__Records to process__.
──────────

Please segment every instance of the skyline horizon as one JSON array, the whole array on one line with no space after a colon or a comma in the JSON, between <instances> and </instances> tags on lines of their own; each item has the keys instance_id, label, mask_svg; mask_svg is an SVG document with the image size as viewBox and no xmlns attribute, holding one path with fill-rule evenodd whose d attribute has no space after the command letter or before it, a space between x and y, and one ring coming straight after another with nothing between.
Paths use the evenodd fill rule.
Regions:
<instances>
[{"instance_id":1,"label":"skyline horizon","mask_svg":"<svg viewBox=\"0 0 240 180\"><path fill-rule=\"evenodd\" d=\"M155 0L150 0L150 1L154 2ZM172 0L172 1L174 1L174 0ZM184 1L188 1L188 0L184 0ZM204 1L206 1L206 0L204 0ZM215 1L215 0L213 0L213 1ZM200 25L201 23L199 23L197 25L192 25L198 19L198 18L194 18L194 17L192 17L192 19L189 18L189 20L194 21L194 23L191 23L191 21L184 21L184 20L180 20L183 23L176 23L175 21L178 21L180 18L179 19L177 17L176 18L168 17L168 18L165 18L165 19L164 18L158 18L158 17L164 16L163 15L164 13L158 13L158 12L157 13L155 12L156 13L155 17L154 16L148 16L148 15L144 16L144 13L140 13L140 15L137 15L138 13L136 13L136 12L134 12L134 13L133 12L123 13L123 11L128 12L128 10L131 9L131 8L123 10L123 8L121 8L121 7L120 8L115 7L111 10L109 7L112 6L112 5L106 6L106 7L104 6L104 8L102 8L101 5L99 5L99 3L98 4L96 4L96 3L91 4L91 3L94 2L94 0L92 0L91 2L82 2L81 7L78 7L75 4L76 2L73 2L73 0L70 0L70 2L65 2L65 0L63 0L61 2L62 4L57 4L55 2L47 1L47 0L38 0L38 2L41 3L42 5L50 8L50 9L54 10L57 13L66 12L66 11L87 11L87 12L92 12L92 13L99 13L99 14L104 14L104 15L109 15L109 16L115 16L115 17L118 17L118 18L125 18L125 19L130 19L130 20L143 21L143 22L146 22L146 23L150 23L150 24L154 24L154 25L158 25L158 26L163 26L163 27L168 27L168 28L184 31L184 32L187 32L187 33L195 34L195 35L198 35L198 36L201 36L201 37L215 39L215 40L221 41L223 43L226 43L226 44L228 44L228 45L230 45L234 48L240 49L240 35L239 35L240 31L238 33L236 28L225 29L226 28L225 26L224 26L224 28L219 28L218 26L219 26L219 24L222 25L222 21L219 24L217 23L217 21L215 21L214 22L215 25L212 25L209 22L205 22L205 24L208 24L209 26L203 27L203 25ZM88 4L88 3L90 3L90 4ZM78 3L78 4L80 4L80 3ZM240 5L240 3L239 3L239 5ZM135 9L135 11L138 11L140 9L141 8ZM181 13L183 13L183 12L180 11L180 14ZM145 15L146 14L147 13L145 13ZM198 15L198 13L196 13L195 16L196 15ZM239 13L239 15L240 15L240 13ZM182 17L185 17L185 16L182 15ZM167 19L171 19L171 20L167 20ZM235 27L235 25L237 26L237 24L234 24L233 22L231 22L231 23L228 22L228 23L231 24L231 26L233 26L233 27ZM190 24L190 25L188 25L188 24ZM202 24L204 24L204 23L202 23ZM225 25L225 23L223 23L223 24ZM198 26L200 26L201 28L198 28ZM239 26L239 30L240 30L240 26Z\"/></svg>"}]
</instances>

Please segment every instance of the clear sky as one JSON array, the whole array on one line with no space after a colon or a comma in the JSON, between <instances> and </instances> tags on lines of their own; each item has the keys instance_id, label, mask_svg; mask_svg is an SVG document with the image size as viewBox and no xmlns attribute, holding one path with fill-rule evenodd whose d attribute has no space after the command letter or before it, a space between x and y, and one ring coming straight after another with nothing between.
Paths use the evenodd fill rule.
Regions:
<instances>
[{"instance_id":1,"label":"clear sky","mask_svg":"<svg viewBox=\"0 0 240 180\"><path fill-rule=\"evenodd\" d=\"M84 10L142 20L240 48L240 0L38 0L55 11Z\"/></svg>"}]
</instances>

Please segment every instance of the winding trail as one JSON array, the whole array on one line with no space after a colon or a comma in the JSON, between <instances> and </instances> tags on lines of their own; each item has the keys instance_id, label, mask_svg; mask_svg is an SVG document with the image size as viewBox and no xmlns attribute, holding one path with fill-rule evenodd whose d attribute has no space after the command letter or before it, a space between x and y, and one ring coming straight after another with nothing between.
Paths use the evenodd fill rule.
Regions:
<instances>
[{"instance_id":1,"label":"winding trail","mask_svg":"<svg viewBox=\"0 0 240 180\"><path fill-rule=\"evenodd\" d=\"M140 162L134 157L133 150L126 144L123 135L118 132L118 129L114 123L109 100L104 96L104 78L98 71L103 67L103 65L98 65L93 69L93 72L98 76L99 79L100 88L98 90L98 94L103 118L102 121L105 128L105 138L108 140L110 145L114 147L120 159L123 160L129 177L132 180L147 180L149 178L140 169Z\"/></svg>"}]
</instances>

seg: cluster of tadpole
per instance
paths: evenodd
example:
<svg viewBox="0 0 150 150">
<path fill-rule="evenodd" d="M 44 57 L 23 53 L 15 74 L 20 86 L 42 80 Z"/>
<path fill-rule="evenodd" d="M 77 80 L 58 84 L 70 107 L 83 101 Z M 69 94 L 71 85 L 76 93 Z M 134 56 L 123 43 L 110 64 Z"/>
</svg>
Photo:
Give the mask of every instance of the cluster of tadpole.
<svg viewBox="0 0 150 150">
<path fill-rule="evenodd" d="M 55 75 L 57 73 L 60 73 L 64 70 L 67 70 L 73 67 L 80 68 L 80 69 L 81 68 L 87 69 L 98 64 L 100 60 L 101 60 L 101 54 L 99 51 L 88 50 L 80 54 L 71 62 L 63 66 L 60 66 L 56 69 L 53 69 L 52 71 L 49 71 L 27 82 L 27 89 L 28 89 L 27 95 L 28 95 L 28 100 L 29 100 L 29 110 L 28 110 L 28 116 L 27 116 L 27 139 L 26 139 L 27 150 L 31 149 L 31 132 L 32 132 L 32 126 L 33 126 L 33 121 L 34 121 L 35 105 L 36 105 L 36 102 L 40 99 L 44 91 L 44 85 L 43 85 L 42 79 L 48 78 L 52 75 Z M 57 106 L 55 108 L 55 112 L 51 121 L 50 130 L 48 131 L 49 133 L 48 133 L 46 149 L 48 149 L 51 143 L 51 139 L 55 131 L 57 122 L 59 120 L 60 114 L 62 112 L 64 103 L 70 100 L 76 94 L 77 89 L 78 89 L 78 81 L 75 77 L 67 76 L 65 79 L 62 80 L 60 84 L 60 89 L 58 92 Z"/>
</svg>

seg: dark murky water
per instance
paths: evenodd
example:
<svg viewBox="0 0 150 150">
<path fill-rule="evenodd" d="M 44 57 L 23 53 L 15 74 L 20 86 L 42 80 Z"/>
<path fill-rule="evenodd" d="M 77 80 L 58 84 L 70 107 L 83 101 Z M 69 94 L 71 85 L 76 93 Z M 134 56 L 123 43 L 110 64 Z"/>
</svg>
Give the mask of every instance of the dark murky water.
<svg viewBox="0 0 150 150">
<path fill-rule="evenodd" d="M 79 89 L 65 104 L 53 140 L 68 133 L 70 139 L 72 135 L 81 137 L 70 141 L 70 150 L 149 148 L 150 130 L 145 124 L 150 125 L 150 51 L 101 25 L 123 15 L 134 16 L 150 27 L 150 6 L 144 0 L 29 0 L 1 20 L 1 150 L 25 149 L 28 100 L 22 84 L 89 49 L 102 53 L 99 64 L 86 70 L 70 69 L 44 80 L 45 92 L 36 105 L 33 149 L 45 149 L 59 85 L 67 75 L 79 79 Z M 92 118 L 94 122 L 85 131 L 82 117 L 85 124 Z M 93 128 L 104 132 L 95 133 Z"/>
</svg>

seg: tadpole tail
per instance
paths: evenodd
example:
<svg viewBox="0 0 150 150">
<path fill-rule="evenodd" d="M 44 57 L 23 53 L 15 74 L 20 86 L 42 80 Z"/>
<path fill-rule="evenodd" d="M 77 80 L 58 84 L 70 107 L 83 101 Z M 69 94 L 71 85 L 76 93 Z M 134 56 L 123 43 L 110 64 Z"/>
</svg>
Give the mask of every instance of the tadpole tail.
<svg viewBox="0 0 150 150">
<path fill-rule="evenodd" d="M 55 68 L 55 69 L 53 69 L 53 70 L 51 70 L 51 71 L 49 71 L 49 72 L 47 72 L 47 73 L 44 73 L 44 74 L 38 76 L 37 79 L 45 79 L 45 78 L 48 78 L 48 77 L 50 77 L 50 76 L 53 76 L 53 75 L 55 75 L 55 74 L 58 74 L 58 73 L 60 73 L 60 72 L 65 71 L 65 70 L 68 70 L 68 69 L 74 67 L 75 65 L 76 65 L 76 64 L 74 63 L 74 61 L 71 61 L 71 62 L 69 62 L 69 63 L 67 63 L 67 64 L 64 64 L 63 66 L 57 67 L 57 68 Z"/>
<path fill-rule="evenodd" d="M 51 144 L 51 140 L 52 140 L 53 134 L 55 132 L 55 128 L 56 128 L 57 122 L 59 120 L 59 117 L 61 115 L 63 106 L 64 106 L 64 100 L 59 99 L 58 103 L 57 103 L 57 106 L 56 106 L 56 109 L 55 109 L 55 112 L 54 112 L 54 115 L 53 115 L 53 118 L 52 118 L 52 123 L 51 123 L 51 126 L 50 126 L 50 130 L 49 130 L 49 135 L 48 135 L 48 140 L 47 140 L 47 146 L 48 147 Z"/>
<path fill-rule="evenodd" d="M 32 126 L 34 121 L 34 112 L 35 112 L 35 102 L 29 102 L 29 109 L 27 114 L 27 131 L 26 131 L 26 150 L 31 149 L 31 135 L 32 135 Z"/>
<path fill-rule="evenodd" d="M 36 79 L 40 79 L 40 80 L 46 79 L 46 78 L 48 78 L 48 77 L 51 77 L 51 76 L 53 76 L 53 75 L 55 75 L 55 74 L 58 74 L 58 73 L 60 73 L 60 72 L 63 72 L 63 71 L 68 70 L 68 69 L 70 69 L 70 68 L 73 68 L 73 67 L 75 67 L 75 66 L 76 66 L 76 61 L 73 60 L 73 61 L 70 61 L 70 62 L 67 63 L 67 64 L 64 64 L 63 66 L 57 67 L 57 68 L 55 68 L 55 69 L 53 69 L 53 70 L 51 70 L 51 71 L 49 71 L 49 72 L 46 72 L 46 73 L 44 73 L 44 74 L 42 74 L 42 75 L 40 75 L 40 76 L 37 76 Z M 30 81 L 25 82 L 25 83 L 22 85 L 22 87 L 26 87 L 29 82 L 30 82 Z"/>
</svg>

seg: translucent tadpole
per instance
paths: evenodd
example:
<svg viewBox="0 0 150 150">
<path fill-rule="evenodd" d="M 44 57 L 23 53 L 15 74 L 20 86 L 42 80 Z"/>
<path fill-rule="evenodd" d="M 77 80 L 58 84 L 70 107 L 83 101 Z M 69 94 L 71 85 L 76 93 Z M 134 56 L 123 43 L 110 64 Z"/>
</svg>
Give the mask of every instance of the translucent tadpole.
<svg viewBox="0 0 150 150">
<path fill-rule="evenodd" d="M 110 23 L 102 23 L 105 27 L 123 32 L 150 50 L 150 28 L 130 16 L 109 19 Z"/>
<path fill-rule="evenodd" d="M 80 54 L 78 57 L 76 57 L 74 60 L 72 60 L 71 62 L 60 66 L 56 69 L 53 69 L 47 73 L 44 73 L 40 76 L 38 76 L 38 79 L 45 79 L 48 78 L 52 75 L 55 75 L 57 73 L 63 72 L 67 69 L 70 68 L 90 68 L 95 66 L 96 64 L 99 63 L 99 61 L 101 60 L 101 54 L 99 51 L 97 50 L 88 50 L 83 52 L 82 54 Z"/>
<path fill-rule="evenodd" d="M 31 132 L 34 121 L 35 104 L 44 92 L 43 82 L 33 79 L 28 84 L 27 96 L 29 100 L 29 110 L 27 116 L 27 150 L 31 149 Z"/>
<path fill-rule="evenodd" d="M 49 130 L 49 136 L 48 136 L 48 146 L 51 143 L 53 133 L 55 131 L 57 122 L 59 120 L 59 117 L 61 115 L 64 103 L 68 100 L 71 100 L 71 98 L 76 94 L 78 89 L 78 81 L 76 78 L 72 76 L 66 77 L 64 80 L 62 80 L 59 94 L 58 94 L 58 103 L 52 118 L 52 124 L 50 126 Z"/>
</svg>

──────────

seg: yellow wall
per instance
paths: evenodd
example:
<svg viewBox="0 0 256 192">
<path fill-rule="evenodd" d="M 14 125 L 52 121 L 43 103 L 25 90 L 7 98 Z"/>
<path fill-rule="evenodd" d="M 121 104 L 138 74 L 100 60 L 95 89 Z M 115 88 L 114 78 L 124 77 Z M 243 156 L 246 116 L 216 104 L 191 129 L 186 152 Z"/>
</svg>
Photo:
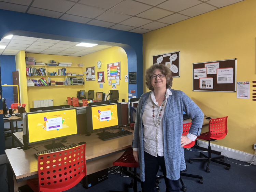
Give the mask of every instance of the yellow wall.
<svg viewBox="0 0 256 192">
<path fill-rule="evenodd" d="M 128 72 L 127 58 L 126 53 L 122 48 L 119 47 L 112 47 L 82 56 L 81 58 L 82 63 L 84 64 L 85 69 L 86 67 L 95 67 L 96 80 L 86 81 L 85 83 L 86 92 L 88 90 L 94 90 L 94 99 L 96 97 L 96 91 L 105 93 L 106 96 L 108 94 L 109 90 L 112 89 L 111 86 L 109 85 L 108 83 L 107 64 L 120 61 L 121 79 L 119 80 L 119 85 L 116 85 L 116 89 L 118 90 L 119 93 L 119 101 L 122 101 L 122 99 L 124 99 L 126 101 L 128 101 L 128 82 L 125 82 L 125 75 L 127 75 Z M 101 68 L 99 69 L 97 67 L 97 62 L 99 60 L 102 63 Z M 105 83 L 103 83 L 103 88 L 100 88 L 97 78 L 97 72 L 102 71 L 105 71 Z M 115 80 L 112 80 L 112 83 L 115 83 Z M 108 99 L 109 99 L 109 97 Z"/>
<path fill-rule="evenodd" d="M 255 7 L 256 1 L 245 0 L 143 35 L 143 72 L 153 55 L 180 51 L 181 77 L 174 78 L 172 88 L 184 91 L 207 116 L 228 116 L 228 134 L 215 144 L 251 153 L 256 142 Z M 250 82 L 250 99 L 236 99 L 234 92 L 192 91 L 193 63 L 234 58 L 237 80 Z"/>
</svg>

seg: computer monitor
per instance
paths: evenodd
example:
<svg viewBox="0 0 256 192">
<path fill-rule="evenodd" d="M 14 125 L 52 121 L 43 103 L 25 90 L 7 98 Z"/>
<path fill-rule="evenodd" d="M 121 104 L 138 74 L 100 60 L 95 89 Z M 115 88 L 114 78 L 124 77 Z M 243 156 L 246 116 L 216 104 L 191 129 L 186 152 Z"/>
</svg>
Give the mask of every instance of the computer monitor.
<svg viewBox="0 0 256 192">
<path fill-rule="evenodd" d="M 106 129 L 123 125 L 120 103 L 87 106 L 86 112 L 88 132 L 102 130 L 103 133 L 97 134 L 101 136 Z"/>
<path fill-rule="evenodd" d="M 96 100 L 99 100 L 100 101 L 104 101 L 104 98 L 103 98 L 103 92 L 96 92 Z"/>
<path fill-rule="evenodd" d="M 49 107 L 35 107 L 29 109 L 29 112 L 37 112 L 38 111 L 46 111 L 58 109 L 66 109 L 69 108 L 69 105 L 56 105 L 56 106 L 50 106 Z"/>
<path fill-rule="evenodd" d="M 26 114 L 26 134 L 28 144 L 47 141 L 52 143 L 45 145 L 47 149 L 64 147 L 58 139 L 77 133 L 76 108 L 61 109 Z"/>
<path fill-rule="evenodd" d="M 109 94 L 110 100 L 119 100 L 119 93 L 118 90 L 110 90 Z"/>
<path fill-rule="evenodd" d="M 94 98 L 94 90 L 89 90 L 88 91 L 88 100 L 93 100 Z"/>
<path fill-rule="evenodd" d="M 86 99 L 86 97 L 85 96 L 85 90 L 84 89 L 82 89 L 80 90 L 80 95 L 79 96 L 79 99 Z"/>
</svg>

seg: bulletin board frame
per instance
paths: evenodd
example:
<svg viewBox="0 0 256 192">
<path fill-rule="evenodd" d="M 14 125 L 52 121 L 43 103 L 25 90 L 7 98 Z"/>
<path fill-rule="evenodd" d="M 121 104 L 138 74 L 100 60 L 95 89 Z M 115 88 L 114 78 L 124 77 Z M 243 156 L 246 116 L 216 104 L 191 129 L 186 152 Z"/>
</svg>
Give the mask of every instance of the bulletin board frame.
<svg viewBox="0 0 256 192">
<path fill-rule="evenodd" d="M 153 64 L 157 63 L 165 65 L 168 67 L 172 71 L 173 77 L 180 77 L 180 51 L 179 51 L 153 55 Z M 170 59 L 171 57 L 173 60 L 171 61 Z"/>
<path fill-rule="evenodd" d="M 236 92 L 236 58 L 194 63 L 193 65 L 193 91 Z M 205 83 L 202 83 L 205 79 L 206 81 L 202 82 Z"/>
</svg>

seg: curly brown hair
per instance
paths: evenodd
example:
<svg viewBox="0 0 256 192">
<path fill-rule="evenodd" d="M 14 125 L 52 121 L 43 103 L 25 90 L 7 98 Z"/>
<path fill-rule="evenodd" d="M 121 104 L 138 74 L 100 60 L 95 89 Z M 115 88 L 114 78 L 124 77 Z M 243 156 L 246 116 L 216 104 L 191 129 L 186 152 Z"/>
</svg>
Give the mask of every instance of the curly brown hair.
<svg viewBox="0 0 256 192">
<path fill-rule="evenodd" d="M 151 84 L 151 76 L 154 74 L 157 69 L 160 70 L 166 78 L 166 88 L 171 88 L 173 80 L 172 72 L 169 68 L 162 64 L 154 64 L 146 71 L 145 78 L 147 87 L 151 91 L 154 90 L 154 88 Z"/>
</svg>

──────────

__Given exercise__. Pick out every line of the material above that contains the word "water".

__Task answer__.
seg: dark murky water
Give the mask of every instance of the dark murky water.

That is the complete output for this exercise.